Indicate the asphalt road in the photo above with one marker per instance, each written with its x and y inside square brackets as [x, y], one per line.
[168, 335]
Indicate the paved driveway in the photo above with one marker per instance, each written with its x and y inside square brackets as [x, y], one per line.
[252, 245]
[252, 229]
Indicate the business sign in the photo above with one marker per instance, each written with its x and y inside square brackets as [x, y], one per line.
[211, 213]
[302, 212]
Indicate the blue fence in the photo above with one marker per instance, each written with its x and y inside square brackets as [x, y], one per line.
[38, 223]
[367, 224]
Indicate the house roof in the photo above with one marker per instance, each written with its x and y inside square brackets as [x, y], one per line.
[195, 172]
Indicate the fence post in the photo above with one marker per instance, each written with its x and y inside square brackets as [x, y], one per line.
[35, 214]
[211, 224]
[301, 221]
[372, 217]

--

> INDICACIÓN
Empieza en la línea que contiene "Indicate the business" y termina al final del material. Reescribe todas esas líneas sin omitir ninguna y desplaza en -99 cada número de las coordenadas de las respuestas.

> SOLUCIÓN
Indicate the business sign in the photo above with one marker per instance, each written with its x and y inside square brackets as [x, y], one per line.
[112, 114]
[203, 113]
Indicate the blue fence in the photo above with one marker per instance, each written with its x and y inside square brackets as [x, y], one per line.
[-61, 124]
[268, 125]
Indicate the house roof in the photo above with one marker per instance, each written with its x and y inside square brackets as [x, y], one per line.
[96, 73]
Indicate the fence post in the photo above with one marker per instance, each written with its x and y inside square brackets as [x, y], one per line.
[-64, 115]
[112, 125]
[202, 122]
[273, 118]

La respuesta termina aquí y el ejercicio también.